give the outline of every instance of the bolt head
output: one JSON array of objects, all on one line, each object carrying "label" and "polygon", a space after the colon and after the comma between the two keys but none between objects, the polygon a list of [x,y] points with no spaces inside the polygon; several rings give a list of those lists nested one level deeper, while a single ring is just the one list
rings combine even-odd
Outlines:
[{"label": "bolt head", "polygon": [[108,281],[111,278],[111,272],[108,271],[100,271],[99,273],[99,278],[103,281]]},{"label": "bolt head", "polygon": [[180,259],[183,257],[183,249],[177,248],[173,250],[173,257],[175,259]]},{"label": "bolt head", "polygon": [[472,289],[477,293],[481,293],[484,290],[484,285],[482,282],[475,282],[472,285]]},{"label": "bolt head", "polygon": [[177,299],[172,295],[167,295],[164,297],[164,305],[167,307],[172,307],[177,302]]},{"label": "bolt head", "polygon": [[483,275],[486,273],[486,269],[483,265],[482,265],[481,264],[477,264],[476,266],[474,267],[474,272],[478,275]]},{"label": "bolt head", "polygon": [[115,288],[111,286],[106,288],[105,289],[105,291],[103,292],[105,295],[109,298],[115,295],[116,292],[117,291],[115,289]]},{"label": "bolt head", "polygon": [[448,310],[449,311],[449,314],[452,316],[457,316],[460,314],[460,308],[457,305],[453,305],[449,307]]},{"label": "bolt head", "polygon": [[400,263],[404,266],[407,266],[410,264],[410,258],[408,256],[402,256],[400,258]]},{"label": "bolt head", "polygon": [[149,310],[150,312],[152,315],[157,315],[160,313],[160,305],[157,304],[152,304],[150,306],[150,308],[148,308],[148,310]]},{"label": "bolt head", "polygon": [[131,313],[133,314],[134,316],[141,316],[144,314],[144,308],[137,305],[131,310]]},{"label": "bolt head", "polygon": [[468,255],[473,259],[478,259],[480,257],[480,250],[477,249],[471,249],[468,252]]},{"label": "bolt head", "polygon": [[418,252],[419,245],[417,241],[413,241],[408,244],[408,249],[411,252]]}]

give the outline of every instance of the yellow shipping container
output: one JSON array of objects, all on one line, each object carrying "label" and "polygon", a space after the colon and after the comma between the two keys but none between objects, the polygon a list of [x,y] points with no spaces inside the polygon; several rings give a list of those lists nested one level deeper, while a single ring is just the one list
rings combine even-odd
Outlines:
☆ ☆ ☆ ☆ ☆ ☆ ☆
▶ **INSTRUCTIONS FOR THE TASK**
Please report how many lines in the rows above contain the string "every", with case counting. Reply with the number alone.

▶ **EXERCISE RESPONSE**
2